*Point-per-instance localization data*.

================================

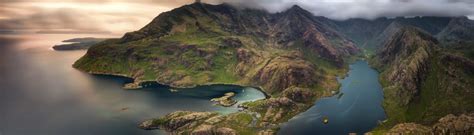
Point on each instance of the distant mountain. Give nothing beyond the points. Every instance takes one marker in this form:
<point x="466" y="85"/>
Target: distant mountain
<point x="423" y="82"/>
<point x="294" y="57"/>
<point x="77" y="43"/>
<point x="290" y="52"/>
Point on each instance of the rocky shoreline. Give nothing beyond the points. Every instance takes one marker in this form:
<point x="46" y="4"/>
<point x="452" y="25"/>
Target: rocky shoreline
<point x="225" y="100"/>
<point x="450" y="124"/>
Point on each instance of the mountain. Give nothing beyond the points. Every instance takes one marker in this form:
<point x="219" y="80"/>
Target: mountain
<point x="422" y="82"/>
<point x="369" y="34"/>
<point x="458" y="36"/>
<point x="292" y="56"/>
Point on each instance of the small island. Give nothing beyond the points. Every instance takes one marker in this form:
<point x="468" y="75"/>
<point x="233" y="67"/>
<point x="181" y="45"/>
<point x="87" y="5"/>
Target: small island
<point x="225" y="100"/>
<point x="78" y="43"/>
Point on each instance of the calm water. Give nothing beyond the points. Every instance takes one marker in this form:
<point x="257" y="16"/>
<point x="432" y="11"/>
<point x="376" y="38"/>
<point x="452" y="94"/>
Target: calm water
<point x="357" y="110"/>
<point x="41" y="94"/>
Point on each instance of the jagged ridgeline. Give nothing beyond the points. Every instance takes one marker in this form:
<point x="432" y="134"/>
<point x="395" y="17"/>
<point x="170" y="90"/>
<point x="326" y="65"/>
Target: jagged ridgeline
<point x="200" y="44"/>
<point x="423" y="82"/>
<point x="425" y="62"/>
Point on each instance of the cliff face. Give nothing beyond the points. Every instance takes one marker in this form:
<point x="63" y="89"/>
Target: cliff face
<point x="422" y="82"/>
<point x="200" y="44"/>
<point x="406" y="57"/>
<point x="290" y="55"/>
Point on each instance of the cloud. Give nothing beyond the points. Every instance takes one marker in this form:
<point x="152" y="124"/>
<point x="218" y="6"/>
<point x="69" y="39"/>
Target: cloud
<point x="120" y="16"/>
<point x="91" y="16"/>
<point x="368" y="9"/>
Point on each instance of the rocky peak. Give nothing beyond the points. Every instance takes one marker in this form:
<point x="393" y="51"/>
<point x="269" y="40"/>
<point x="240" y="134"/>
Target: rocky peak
<point x="405" y="59"/>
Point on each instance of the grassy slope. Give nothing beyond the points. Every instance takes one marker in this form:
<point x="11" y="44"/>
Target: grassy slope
<point x="434" y="102"/>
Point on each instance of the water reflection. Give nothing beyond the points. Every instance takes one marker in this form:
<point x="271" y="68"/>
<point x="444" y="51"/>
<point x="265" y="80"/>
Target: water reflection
<point x="42" y="94"/>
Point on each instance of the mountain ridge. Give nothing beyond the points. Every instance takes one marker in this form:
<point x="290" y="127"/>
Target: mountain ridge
<point x="292" y="55"/>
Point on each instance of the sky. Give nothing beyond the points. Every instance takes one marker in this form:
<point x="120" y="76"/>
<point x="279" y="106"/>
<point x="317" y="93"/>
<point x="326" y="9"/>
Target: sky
<point x="120" y="16"/>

================================

*EXERCISE OBJECTIVE*.
Lines from the one containing "Target: grassy slope" through the last line of the records, restated word for word: that is the whole response.

*THE ANSWER*.
Target: grassy slope
<point x="434" y="102"/>
Point on each instance of the water reflection. Give nothing beyond the points. Every instance takes one marker in this form:
<point x="271" y="68"/>
<point x="444" y="51"/>
<point x="265" y="80"/>
Target: water reflection
<point x="42" y="94"/>
Point on each instance of the mountain ridge. Give nothing beyond the points. Every instance takes one marker in this form:
<point x="290" y="127"/>
Target: mountain ridge
<point x="292" y="55"/>
Point on each instance of the sky. Give nothing beyond the points. Every instance takes one marker in this form:
<point x="120" y="76"/>
<point x="279" y="106"/>
<point x="317" y="93"/>
<point x="326" y="9"/>
Target: sky
<point x="120" y="16"/>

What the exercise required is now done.